◆ What this task involves ◆
There is one span to output from the data below: the lines starting at the line with "point(281, 6)" and ending at the line with "point(137, 566)". Output it exactly, ends included, nothing more.

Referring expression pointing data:
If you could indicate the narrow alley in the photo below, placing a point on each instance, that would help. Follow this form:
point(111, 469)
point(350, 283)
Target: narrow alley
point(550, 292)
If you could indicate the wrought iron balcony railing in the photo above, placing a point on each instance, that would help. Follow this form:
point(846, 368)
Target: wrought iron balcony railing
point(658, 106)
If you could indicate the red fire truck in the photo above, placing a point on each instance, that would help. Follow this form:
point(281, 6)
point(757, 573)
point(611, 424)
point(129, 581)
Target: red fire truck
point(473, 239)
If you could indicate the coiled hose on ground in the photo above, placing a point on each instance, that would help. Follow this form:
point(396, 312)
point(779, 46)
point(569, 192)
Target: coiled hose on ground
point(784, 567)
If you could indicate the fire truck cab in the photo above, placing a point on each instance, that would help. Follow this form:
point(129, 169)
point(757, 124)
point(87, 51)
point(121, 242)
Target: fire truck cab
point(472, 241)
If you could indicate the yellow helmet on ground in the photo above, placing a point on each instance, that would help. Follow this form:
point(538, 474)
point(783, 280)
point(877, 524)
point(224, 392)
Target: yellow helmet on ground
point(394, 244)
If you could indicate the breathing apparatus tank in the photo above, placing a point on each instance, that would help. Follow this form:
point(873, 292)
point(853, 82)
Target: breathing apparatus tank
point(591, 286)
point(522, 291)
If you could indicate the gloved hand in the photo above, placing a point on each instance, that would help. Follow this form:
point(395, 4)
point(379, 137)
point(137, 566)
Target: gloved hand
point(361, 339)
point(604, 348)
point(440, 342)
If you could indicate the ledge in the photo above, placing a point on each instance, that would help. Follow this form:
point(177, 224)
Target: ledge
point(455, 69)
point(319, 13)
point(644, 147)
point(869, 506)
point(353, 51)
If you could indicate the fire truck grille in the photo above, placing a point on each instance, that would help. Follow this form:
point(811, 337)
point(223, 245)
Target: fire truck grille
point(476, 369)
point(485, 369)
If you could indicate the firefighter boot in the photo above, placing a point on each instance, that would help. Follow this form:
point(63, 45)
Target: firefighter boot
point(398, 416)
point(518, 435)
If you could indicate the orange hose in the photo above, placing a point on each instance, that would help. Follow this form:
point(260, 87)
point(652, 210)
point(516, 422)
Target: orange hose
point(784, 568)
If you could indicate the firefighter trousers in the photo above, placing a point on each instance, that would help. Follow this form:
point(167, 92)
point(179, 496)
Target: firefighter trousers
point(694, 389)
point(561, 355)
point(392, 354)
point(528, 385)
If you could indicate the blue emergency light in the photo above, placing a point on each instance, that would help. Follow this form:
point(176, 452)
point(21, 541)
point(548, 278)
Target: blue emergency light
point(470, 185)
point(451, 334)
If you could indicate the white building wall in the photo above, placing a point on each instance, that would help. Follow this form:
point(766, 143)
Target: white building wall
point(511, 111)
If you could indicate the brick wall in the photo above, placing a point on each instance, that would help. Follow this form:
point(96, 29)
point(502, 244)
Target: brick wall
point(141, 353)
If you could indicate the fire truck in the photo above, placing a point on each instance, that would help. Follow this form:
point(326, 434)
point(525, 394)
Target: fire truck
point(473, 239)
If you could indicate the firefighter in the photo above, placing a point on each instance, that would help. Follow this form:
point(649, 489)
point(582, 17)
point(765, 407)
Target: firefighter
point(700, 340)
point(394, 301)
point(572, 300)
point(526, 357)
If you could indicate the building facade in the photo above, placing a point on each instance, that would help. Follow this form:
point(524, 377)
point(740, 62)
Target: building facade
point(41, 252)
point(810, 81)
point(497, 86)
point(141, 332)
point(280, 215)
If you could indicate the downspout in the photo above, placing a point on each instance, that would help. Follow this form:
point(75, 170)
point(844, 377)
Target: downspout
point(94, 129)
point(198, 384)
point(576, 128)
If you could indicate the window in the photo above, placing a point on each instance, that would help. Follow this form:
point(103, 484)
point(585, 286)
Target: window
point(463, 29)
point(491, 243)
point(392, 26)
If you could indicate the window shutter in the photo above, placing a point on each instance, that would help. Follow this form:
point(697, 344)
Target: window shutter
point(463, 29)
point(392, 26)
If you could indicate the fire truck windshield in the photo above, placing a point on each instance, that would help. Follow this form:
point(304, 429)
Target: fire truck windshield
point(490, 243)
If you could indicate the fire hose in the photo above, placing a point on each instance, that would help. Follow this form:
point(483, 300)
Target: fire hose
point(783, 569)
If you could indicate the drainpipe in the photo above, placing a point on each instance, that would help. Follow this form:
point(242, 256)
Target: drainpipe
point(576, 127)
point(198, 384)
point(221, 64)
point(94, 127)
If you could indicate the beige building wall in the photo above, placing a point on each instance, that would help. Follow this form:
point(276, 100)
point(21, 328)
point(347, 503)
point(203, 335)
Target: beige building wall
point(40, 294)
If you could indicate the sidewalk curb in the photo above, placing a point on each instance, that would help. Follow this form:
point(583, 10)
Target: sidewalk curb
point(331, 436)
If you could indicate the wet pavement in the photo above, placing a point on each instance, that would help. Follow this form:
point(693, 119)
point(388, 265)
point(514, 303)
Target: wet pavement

◆ Answer box ◆
point(281, 6)
point(757, 573)
point(611, 424)
point(129, 581)
Target: red fire truck
point(473, 239)
If you could indicate the coiled hose on ground in the photo above, placing a point on each instance, that would help. Follow this form:
point(396, 312)
point(779, 46)
point(569, 192)
Target: coiled hose on ground
point(784, 567)
If you could indicate the fire truck cab in the photo above, placing a point on each instance, that would help. Follow this form:
point(129, 169)
point(757, 124)
point(87, 51)
point(121, 242)
Target: fire truck cab
point(472, 241)
If you could indicate the yellow helmet on ground in the photo above, placing a point on each instance, that would help. Follow this form:
point(538, 474)
point(783, 280)
point(877, 524)
point(224, 392)
Target: yellow helmet on ground
point(394, 244)
If you could indicate the breathing apparatus tank in the photo above, placing a point on each instance, that would help. Follow this form:
point(873, 292)
point(853, 82)
Target: breathing apparatus tank
point(591, 286)
point(522, 291)
If you could indicate the gloved hand in the photo above, placing a point on each instance, that would help. Follow this form:
point(395, 4)
point(379, 137)
point(137, 566)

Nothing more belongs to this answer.